(PROVIDED RECORDS)

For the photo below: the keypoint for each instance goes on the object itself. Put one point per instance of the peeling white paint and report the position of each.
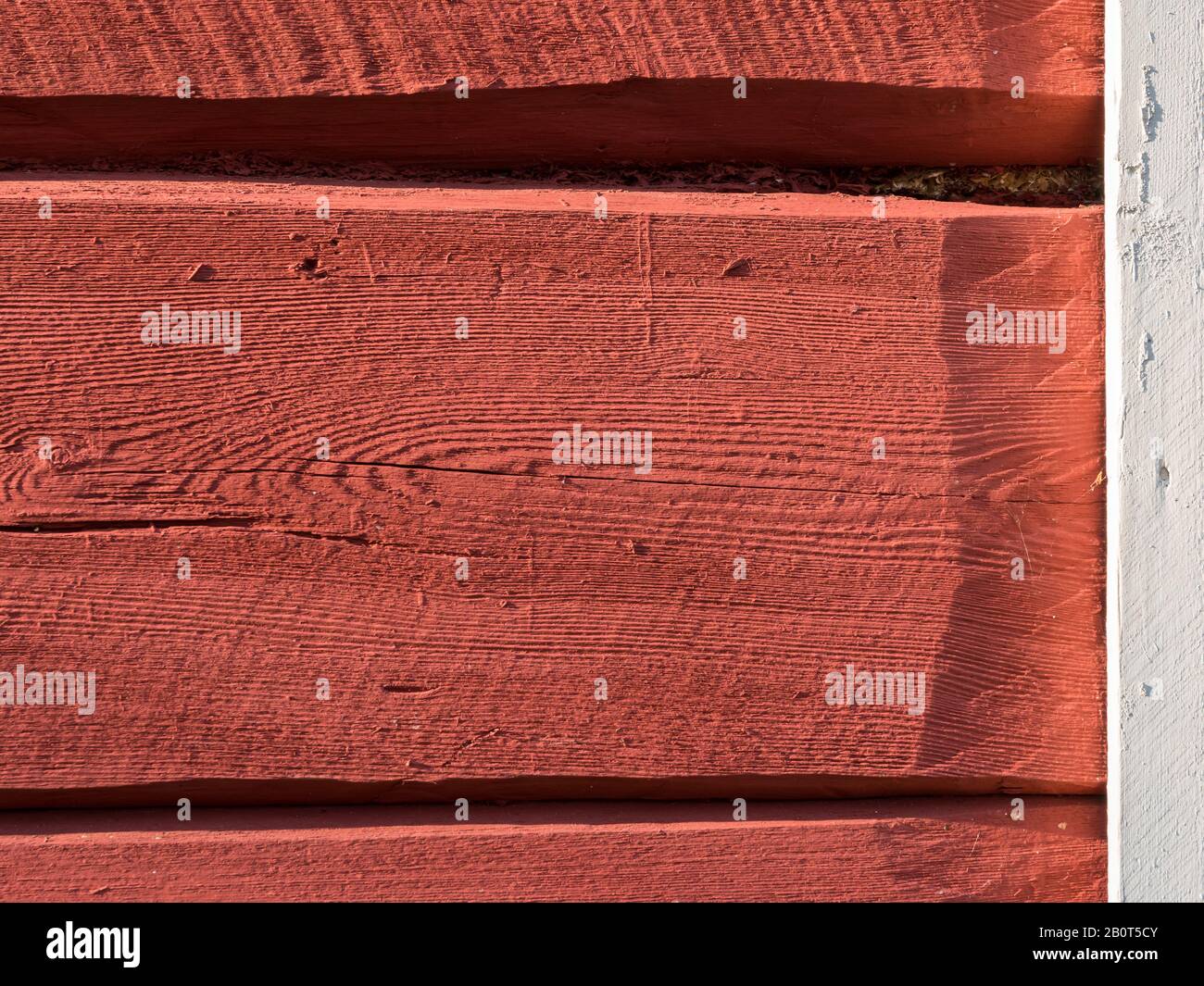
(1155, 192)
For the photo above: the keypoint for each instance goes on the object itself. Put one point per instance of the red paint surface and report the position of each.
(441, 449)
(882, 850)
(883, 83)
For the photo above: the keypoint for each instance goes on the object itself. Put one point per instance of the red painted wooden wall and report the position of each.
(335, 559)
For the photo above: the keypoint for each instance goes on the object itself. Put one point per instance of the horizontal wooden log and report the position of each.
(856, 329)
(882, 850)
(345, 568)
(878, 82)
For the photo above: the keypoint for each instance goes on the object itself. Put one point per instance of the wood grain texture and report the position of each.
(831, 82)
(883, 850)
(441, 449)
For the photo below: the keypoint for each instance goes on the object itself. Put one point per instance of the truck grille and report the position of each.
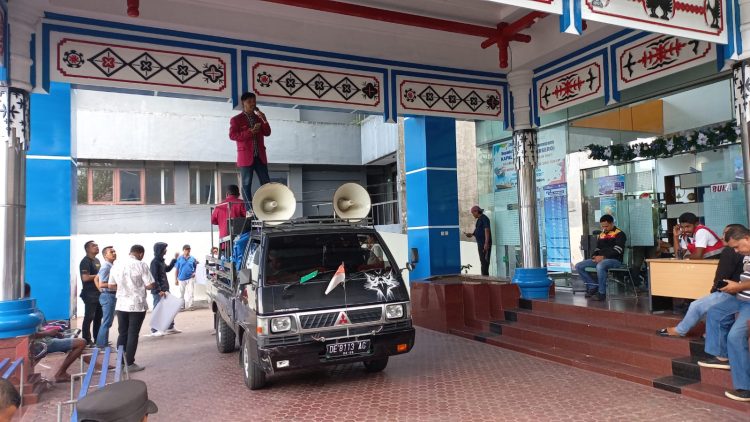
(359, 316)
(318, 320)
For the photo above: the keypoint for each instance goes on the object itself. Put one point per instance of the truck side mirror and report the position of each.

(End PROVIDED RECORDS)

_TASK REQUIREMENTS_.
Which lines run from the one containing "grille and report the position of each." to the end of the entries above? Write them out exactly, leaving out every picture.

_RESPONSE AREA_.
For the photo below: the keypoint for each instance goes on the object itself. Put one point per instance of the truck grille and report the position of each.
(359, 316)
(318, 320)
For the photo above: the keypoint for each instance goes on the object itself. Put one point per instance of the truck side mirror and report the position of each.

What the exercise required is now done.